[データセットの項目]
# # #

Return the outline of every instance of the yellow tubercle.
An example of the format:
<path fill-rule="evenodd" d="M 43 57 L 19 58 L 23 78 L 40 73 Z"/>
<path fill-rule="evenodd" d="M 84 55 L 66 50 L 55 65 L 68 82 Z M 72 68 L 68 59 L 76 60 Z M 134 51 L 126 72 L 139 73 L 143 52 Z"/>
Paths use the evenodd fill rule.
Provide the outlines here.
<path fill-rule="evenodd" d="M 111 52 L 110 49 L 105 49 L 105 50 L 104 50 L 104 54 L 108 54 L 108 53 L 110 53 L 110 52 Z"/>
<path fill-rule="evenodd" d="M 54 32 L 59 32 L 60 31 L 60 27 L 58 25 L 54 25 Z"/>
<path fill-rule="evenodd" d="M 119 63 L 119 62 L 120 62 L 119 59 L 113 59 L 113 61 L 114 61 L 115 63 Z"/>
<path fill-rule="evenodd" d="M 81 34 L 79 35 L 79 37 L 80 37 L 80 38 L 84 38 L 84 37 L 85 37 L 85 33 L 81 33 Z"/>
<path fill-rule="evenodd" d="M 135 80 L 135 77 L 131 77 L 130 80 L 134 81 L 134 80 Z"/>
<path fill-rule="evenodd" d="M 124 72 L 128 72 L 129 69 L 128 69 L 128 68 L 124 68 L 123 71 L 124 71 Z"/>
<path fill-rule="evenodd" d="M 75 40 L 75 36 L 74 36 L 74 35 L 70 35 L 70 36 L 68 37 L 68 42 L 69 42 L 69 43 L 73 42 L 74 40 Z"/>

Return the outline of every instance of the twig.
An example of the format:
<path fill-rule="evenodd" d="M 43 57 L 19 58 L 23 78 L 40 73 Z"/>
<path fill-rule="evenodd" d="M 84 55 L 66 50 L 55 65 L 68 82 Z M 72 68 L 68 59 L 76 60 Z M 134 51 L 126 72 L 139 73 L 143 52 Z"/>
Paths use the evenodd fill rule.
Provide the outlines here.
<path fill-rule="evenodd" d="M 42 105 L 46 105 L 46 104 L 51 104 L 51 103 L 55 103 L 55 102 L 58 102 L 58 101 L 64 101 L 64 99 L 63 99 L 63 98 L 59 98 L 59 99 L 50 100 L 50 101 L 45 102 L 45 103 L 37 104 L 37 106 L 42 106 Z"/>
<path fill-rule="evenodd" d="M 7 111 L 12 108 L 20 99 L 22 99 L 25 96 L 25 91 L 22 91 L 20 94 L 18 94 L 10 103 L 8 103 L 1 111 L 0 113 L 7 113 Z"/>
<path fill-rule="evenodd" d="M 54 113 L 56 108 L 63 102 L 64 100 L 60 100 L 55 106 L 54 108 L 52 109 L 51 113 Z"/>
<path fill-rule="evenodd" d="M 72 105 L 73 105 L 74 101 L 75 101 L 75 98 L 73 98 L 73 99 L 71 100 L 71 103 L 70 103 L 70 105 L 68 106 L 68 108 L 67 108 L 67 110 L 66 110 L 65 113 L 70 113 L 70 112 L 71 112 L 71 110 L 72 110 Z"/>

# # #

## 課題の内容
上記のデータをすべて、「twig」を「branch」に差し替え、それ以外は一切変えずにもう一度書き出してください。

## 最終回答
Return the outline of every instance of the yellow tubercle.
An example of the format:
<path fill-rule="evenodd" d="M 43 57 L 19 58 L 23 78 L 40 73 Z"/>
<path fill-rule="evenodd" d="M 84 55 L 66 50 L 55 65 L 68 82 Z M 72 68 L 68 59 L 76 60 Z M 134 51 L 126 72 L 139 73 L 143 52 Z"/>
Paths use the evenodd fill rule.
Provide the outlines here.
<path fill-rule="evenodd" d="M 111 52 L 110 49 L 105 49 L 105 50 L 104 50 L 104 54 L 108 54 L 108 53 L 110 53 L 110 52 Z"/>
<path fill-rule="evenodd" d="M 54 32 L 59 32 L 60 31 L 60 27 L 58 25 L 54 25 Z"/>
<path fill-rule="evenodd" d="M 119 63 L 119 62 L 120 62 L 119 59 L 113 59 L 113 61 L 114 61 L 115 63 Z"/>
<path fill-rule="evenodd" d="M 81 34 L 79 35 L 79 37 L 80 37 L 80 38 L 84 38 L 84 37 L 85 37 L 85 33 L 81 33 Z"/>
<path fill-rule="evenodd" d="M 135 80 L 135 77 L 131 77 L 130 80 L 134 81 L 134 80 Z"/>
<path fill-rule="evenodd" d="M 124 72 L 128 72 L 129 69 L 128 69 L 128 68 L 124 68 L 123 71 L 124 71 Z"/>
<path fill-rule="evenodd" d="M 75 40 L 75 36 L 74 36 L 74 35 L 70 35 L 70 36 L 68 37 L 68 42 L 69 42 L 69 43 L 73 42 L 74 40 Z"/>

Return the outline of every instance of the branch.
An example of the format:
<path fill-rule="evenodd" d="M 43 57 L 19 58 L 23 78 L 40 73 Z"/>
<path fill-rule="evenodd" d="M 84 55 L 66 50 L 55 65 L 68 82 Z M 72 68 L 68 59 L 76 60 Z M 134 51 L 126 72 L 139 73 L 143 52 Z"/>
Paths use the evenodd fill rule.
Provide the outlines here.
<path fill-rule="evenodd" d="M 42 105 L 46 105 L 46 104 L 51 104 L 51 103 L 55 103 L 55 102 L 58 102 L 58 101 L 64 101 L 64 99 L 63 99 L 63 98 L 59 98 L 59 99 L 50 100 L 50 101 L 45 102 L 45 103 L 37 104 L 37 106 L 42 106 Z"/>
<path fill-rule="evenodd" d="M 7 111 L 12 108 L 20 99 L 22 99 L 25 96 L 25 91 L 22 91 L 20 94 L 18 94 L 10 103 L 8 103 L 1 111 L 0 113 L 7 113 Z"/>
<path fill-rule="evenodd" d="M 54 113 L 56 108 L 63 102 L 64 100 L 60 100 L 55 106 L 54 108 L 52 109 L 51 113 Z"/>
<path fill-rule="evenodd" d="M 72 105 L 73 105 L 74 101 L 75 101 L 75 98 L 73 98 L 73 99 L 71 100 L 71 103 L 70 103 L 70 105 L 68 106 L 68 108 L 67 108 L 67 110 L 66 110 L 65 113 L 70 113 L 70 112 L 71 112 L 71 110 L 72 110 Z"/>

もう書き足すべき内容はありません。